Several Socceroos players and staff arrived to a hero’s welcome at Sydney Airport on Wednesday evening as they were greeted by fans waving flags, chanting their names and even mascots in Kangaroo suits celebrating their World Cup qualification.
A day earlier, the players had barely left the pool bar at their hotel in Doha as they let their hair down after reaching the 2022 World Cup in Qatar despite the odds being stacked against them.
Andrew Redmayne is greeted by his daughter Poppy at the airport.Credit:Dean Sewell
The Socceroos were prevented from playing all but three of their 10 qualifiers at home. Travel restrictions and logistical problems meant they would often have only two training sessions before games and then they were pitted in two sudden-death play-offs. The tension and suspense of the penalty shoot-out against Peru brought back memories of 2005 when John Aloisi’s spot kick ended Australia’s 32-year absence from the world stage, prompting dozens of fans to cheer the team’s arrival at the Sydney Airport, despite restrictions on crowds at the terminal.
“I think it shows we are a football nation. Five consecutive qualifications for the World Cup,” Football Australia chief James Johnson said. “I think we can say with a high degree of confidence that this is a football nation, that we are now.”

::::::

What you are asked to do
Answer these questions using the Socceroos article.
(a) How many of their 10 qualifiers were the Socceroos able to play at home?
(b) Which team did the Socceroos face in the penalty shoot-out?
(c) How many World Cups in a row has Australia now qualified for, according to James Johnson?
The rows have nothing to do with this.

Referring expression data
::::::

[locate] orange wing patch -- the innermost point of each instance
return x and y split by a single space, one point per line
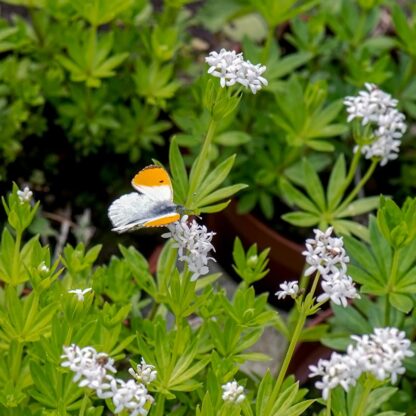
162 221
151 175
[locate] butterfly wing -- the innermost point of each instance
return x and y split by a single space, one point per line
154 182
133 211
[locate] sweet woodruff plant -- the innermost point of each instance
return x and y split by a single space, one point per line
115 338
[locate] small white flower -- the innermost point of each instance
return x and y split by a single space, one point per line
339 370
378 108
144 373
194 244
130 396
326 255
90 368
233 392
80 293
43 268
25 195
288 289
230 67
380 353
339 287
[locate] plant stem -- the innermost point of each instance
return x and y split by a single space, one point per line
16 362
304 312
359 185
363 402
390 285
159 409
198 168
328 405
16 259
350 175
289 354
178 339
267 45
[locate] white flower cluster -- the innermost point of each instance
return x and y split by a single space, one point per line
326 255
144 373
231 68
288 289
79 293
25 195
233 392
379 108
381 354
194 244
91 370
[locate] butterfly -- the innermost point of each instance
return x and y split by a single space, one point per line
151 206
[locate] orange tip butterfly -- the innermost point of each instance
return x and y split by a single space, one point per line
151 206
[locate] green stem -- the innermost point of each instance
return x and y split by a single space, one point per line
359 185
304 312
328 405
177 342
198 169
390 286
267 45
16 362
314 284
16 259
350 175
363 401
153 311
159 408
289 354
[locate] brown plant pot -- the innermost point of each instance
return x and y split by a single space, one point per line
285 258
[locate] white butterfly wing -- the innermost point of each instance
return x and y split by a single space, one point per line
156 193
130 211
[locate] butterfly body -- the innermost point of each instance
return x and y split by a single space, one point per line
151 206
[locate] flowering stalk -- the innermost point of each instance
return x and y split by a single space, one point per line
359 185
390 284
16 258
199 166
306 307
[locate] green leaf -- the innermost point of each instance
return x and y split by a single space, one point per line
336 181
220 194
401 302
178 171
360 206
232 138
347 227
294 196
377 397
216 177
211 209
313 185
301 218
321 145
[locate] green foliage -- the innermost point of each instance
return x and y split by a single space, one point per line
318 209
124 315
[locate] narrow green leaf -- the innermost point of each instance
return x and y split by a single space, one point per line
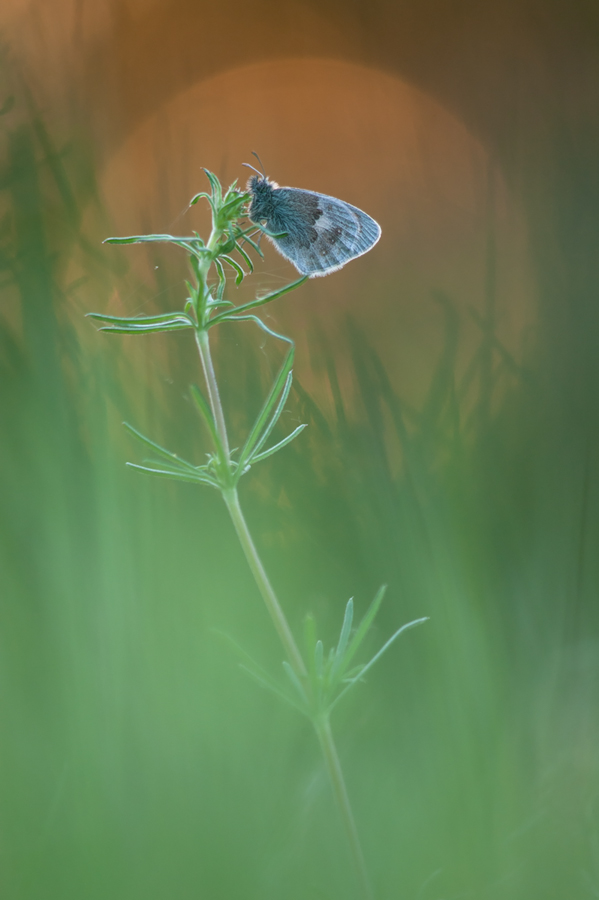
318 658
266 453
146 329
141 320
245 236
271 686
296 683
260 301
344 636
247 258
215 185
275 416
310 640
159 238
175 476
199 196
377 656
160 450
234 318
265 412
257 672
364 626
206 414
222 278
234 265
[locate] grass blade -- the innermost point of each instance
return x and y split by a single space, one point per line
362 630
266 453
175 476
275 416
265 412
141 320
267 299
377 656
348 619
162 451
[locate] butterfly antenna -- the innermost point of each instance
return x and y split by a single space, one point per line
247 165
260 162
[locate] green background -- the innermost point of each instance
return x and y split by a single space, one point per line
137 760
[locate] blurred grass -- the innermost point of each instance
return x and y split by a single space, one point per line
137 761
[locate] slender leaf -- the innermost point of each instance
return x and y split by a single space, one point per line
362 630
259 323
295 682
276 415
271 686
247 258
344 636
258 673
377 656
222 278
215 185
199 196
234 265
141 320
146 329
160 450
159 238
267 408
267 299
206 414
318 659
266 453
175 476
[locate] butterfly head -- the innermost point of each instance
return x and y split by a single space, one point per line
261 189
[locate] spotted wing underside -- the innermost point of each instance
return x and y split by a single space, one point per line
323 233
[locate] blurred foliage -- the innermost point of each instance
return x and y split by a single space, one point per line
137 760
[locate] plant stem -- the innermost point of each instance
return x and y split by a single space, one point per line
321 723
322 726
270 598
203 343
231 498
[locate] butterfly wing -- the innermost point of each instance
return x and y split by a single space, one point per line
323 233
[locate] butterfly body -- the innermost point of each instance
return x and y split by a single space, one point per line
317 233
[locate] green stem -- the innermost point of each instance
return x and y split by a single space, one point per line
270 598
322 726
203 343
231 498
321 723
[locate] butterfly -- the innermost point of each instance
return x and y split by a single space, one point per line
317 233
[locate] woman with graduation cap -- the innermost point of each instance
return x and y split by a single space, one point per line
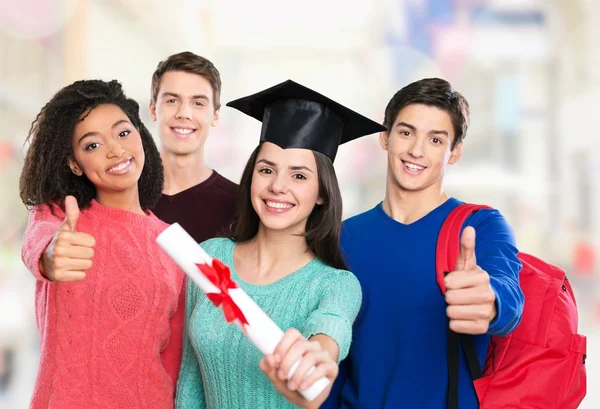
284 252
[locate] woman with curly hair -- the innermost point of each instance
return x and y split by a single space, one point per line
107 303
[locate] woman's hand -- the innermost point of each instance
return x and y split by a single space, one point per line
293 347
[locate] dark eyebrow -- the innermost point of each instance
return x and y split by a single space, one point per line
413 128
173 95
445 133
406 125
93 133
268 162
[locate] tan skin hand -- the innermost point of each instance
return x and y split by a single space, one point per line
69 255
469 295
319 351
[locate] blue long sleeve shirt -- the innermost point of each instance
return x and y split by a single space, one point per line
398 357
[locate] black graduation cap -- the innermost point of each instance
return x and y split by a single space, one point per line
295 116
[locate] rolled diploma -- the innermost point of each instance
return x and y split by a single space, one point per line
261 330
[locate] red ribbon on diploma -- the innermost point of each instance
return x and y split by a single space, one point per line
219 274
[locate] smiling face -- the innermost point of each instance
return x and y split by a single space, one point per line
285 187
184 111
419 148
108 150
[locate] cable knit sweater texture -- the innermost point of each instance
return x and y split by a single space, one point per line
220 369
112 340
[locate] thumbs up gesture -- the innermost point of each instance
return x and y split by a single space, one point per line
70 252
469 295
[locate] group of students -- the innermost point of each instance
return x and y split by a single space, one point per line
121 327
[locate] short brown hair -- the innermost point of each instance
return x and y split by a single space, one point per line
434 92
190 63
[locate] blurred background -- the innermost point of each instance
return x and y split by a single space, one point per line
528 68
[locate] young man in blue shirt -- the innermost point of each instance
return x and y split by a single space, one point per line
398 357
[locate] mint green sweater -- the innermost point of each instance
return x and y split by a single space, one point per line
219 369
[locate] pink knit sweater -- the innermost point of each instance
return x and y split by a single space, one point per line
112 340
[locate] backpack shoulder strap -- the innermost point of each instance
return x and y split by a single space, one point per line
448 243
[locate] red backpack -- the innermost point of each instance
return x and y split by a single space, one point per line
541 364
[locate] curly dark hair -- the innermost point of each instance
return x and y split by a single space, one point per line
47 179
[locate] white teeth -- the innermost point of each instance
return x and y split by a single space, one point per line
413 167
183 131
120 167
278 205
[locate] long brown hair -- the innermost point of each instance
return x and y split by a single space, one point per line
323 225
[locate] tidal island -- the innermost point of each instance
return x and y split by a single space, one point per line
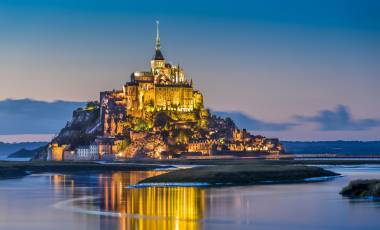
158 114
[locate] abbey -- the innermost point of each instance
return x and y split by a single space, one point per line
163 88
156 114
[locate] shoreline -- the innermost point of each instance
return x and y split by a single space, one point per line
13 170
245 174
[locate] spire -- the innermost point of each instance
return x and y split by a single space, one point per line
158 55
158 45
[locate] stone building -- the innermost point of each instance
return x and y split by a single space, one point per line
163 88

::::::

Reply
(a) Three.
(b) Peru.
(c) Five.